- _SUPPLIED RECORDS_
====
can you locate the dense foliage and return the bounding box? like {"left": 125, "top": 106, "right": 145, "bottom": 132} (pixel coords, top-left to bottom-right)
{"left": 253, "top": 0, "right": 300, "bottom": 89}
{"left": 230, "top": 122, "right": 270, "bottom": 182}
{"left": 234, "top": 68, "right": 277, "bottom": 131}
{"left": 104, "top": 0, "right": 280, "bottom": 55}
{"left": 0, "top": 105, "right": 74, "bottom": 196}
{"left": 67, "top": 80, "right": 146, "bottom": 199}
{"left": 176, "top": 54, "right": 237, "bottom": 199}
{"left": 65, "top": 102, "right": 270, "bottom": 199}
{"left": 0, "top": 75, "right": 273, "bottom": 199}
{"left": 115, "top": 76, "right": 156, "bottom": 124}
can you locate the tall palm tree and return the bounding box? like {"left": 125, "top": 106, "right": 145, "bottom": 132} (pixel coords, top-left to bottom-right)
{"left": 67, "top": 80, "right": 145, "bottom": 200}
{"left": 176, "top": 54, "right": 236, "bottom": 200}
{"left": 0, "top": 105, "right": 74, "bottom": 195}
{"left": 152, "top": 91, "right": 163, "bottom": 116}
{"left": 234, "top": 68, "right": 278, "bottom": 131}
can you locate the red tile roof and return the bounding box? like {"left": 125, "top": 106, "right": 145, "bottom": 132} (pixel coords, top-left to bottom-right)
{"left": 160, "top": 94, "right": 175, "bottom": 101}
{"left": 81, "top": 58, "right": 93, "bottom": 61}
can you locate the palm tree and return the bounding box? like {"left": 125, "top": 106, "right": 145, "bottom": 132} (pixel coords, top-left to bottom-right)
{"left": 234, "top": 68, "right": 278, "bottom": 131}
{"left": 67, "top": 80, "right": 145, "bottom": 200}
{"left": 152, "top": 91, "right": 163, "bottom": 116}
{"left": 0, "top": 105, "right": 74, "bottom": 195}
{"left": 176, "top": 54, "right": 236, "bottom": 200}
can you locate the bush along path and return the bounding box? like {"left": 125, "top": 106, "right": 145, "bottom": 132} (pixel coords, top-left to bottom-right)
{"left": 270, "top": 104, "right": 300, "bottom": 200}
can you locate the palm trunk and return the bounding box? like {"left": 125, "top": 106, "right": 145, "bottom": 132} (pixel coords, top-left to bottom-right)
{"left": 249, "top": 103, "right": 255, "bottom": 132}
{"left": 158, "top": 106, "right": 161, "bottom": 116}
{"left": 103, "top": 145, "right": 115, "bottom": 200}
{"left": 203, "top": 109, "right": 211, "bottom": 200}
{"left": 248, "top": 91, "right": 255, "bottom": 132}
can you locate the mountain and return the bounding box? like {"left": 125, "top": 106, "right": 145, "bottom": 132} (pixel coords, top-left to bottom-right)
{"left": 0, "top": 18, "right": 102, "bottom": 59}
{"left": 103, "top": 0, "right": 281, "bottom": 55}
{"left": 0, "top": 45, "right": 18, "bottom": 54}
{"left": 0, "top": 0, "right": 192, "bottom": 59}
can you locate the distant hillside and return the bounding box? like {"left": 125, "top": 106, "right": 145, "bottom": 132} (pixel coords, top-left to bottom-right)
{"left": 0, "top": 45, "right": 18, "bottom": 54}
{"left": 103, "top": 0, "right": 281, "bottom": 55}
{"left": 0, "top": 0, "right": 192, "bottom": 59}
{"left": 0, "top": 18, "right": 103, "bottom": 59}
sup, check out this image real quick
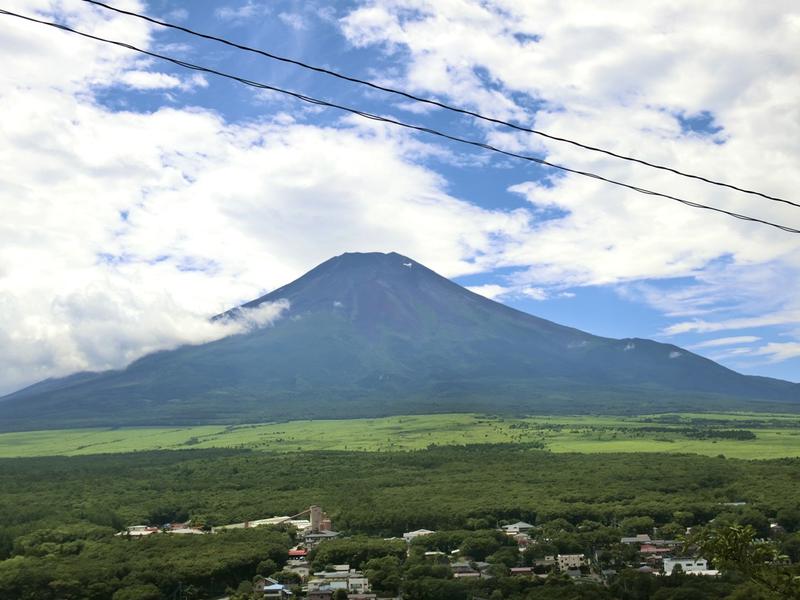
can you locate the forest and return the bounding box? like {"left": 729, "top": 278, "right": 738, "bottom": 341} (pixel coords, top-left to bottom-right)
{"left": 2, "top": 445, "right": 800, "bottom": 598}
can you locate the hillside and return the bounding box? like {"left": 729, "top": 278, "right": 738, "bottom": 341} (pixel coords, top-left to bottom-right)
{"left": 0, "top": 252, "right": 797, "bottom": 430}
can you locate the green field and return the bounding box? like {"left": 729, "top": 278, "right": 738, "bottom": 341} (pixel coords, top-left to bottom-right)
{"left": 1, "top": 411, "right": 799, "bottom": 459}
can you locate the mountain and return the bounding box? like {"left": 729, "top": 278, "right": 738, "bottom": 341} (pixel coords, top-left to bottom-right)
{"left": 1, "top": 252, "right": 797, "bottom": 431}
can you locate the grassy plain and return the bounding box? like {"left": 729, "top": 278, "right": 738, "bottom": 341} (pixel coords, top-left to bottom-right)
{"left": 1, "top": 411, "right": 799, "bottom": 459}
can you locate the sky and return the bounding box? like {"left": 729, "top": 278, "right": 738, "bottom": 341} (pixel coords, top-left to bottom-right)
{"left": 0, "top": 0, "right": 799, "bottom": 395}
====
- _WHAT THIS TASK INVOLVES_
All that is needed is the data above, repeated exactly, without the pictures.

- _SOLUTION TO THE EXERCISE_
can you locate the dense foliage and return the bounding box? like {"left": 125, "top": 106, "right": 145, "bottom": 132} (pixel coords, top-left to bottom-right)
{"left": 253, "top": 0, "right": 300, "bottom": 89}
{"left": 230, "top": 122, "right": 270, "bottom": 182}
{"left": 234, "top": 68, "right": 277, "bottom": 131}
{"left": 104, "top": 0, "right": 280, "bottom": 55}
{"left": 0, "top": 105, "right": 74, "bottom": 196}
{"left": 67, "top": 80, "right": 146, "bottom": 199}
{"left": 176, "top": 54, "right": 237, "bottom": 199}
{"left": 65, "top": 102, "right": 270, "bottom": 199}
{"left": 0, "top": 75, "right": 273, "bottom": 199}
{"left": 115, "top": 76, "right": 156, "bottom": 124}
can you locate the tall palm tree and return the bounding box? like {"left": 125, "top": 106, "right": 145, "bottom": 132} (pixel coords, top-left to bottom-right)
{"left": 67, "top": 80, "right": 145, "bottom": 200}
{"left": 176, "top": 54, "right": 236, "bottom": 200}
{"left": 0, "top": 105, "right": 74, "bottom": 195}
{"left": 152, "top": 91, "right": 163, "bottom": 116}
{"left": 234, "top": 68, "right": 278, "bottom": 131}
can you locate the red tile roof and return the bounding box? like {"left": 125, "top": 106, "right": 145, "bottom": 132} (pixel coords, top-left to bottom-right)
{"left": 160, "top": 94, "right": 175, "bottom": 101}
{"left": 81, "top": 58, "right": 93, "bottom": 61}
can you locate the palm tree and return the bounding box? like {"left": 125, "top": 106, "right": 145, "bottom": 132} (pixel coords, top-left to bottom-right)
{"left": 234, "top": 68, "right": 278, "bottom": 131}
{"left": 67, "top": 80, "right": 145, "bottom": 200}
{"left": 152, "top": 91, "right": 163, "bottom": 116}
{"left": 0, "top": 105, "right": 74, "bottom": 195}
{"left": 176, "top": 54, "right": 236, "bottom": 200}
can you locate the bush along path and return the bounding box? like {"left": 125, "top": 106, "right": 145, "bottom": 132} (pixel coords, top-left to bottom-right)
{"left": 270, "top": 104, "right": 300, "bottom": 200}
can you locate the palm trunk and return the bounding box? like {"left": 125, "top": 106, "right": 145, "bottom": 132} (pixel coords, top-left to bottom-right)
{"left": 249, "top": 103, "right": 255, "bottom": 132}
{"left": 158, "top": 106, "right": 161, "bottom": 116}
{"left": 103, "top": 145, "right": 115, "bottom": 200}
{"left": 203, "top": 109, "right": 211, "bottom": 200}
{"left": 248, "top": 91, "right": 255, "bottom": 132}
can you locate the mountain and return the bounding box? like {"left": 125, "top": 106, "right": 145, "bottom": 132} (pixel coords, top-left to bottom-right)
{"left": 0, "top": 18, "right": 102, "bottom": 59}
{"left": 103, "top": 0, "right": 281, "bottom": 55}
{"left": 0, "top": 45, "right": 18, "bottom": 54}
{"left": 0, "top": 0, "right": 192, "bottom": 59}
can you locate the distant hillside and return the bounding box? like {"left": 125, "top": 106, "right": 145, "bottom": 132} (pixel coords, top-left to bottom-right)
{"left": 0, "top": 45, "right": 18, "bottom": 54}
{"left": 103, "top": 0, "right": 281, "bottom": 55}
{"left": 0, "top": 0, "right": 192, "bottom": 59}
{"left": 0, "top": 18, "right": 103, "bottom": 59}
sup, check out this image real quick
can you locate the forest and return the bounding box? like {"left": 729, "top": 278, "right": 738, "bottom": 341} (pixel coords, top-left to bottom-right)
{"left": 2, "top": 445, "right": 800, "bottom": 598}
can you locate the hillside and return the bounding box? like {"left": 729, "top": 278, "right": 738, "bottom": 341} (pixel coords, top-left to bottom-right)
{"left": 0, "top": 252, "right": 797, "bottom": 430}
can you locate the green field and return the bounding box? like {"left": 729, "top": 278, "right": 738, "bottom": 341} (pixel coords, top-left to bottom-right)
{"left": 1, "top": 411, "right": 799, "bottom": 459}
can you locate the mountain and return the bounding box? like {"left": 729, "top": 278, "right": 738, "bottom": 341} (pixel coords, top-left to bottom-right)
{"left": 1, "top": 252, "right": 797, "bottom": 431}
can you locate the grassy plain and return the bounding box? like {"left": 729, "top": 278, "right": 738, "bottom": 341} (pixel coords, top-left to bottom-right)
{"left": 1, "top": 411, "right": 799, "bottom": 459}
can you locate the sky and return the bounding box? like {"left": 729, "top": 278, "right": 738, "bottom": 341} (pixel coords, top-left to bottom-right)
{"left": 0, "top": 0, "right": 799, "bottom": 395}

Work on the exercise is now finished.